==== Records for the exercise ====

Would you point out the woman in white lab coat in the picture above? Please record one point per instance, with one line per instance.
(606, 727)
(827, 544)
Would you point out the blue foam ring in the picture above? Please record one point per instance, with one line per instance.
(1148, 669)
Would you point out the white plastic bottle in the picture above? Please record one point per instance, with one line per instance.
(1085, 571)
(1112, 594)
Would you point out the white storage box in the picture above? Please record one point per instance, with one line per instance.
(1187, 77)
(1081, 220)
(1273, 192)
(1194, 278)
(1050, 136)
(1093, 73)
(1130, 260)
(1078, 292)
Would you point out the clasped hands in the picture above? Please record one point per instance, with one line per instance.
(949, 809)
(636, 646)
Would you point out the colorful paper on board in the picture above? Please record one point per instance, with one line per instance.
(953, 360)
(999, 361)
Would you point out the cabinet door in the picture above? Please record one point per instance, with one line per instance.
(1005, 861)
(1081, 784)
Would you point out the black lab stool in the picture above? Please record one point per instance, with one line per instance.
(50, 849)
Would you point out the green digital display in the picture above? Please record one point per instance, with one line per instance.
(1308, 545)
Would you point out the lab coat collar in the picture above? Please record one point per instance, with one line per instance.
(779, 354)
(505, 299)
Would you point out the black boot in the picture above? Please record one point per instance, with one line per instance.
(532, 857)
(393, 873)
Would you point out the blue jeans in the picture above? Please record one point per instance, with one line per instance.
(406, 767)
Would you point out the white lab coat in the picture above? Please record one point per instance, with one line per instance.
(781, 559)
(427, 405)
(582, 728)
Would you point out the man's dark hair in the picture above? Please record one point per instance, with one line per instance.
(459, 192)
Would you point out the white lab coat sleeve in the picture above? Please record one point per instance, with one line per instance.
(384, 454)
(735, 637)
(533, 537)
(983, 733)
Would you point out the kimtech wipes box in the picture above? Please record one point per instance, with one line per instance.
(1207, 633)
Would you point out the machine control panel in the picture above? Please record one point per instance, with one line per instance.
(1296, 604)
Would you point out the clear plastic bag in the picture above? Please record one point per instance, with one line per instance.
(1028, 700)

====

About this exercise: Your task is to retype, exactly and only, the lines from the one with "Would you point out the black boot" through the final line above.

Result for this task:
Would you point out the black boot in the picture above? Please record one point per instance, with one line per instance.
(532, 857)
(393, 873)
Would you point out the blue jeans in the picture above? Please record one point per instance, with one line per instance.
(406, 767)
Would you point out the white lab coat in the picture above? Please record one point per instance, with one line per instance.
(781, 559)
(427, 405)
(582, 728)
Would you point out the man's dark hair in the picture above? Please record one point per instance, with one line per instance.
(459, 192)
Would you point out the white lab coat sleeve in the picture above? Please record one point per instance, with one line per instance.
(384, 454)
(735, 637)
(533, 537)
(983, 733)
Would you point out the kimtech wipes box in the picture above? Please record one point per instance, with one line per instance.
(1207, 633)
Would you point out the machine control panel in the picture above? Please record one point per instance, with one line per instance.
(1296, 604)
Would you point out the clear plastic bag in the picture above? Please record one point per instance, with one line per instance.
(1028, 700)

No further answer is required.